■ **Problems to solve**:
**A.** Answer these about the post below on handling a divorce without an attorney:
(i) Whom did the writer hire instead of an attorney?
(ii) What hourly rate is charged, and how many hours are expected?
(iii) Where is WW employed?
**B.** The post below about handling a divorce without an attorney contains several abbreviations written entirely in capital letters. List each distinct one once, in order of first appearance.

■ **Selected text**:
***
I read a post somewhere in SI recently that suggested a WS who encourages a self dissolution of marriage is trying to take advantage of the other and has something to hide. It sounds plausible given the fact that she is a cheating, lying POS. I will definitely be watching my back. Until I sign the settlement WW can't enforce a thing anyway. b/t/w in lieu of an attorney I have hired a free lance paralegal who specializes in divorce. This attracted me because she not only can help prepare all documents etc but she also can give me advice and guidance. I actually hired one years ago to help me in a business transaction and it went well. She charges $35hr and thinks it will take 15hrs. This method is perfect b/c I do not have to inform the WW as with an attorney. WW is employed in the legal system. She not only has an upper hand in procedure but I'm sure has been coached well. Not to mention she has had over a year to prepare for this day (length of A I discovered)
***
■ **Provided material**:
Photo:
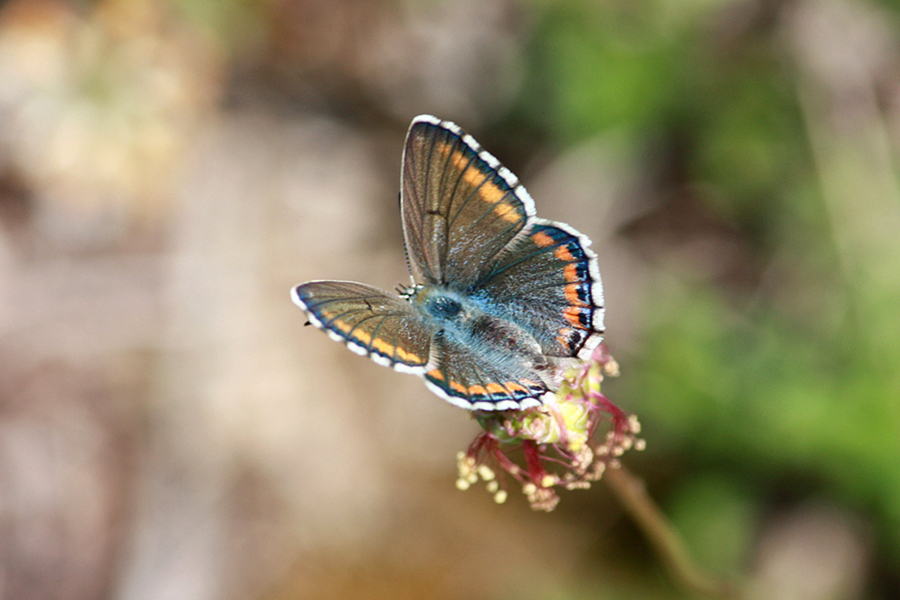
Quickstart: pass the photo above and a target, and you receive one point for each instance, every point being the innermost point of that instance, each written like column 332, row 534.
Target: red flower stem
column 665, row 540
***
■ **Solved tasks**:
**A.**
(i) A freelance paralegal who specializes in divorce.
(ii) $35 an hour, for an expected 15 hours.
(iii) In the legal system.

**B.** SI, WS, POS, WW, A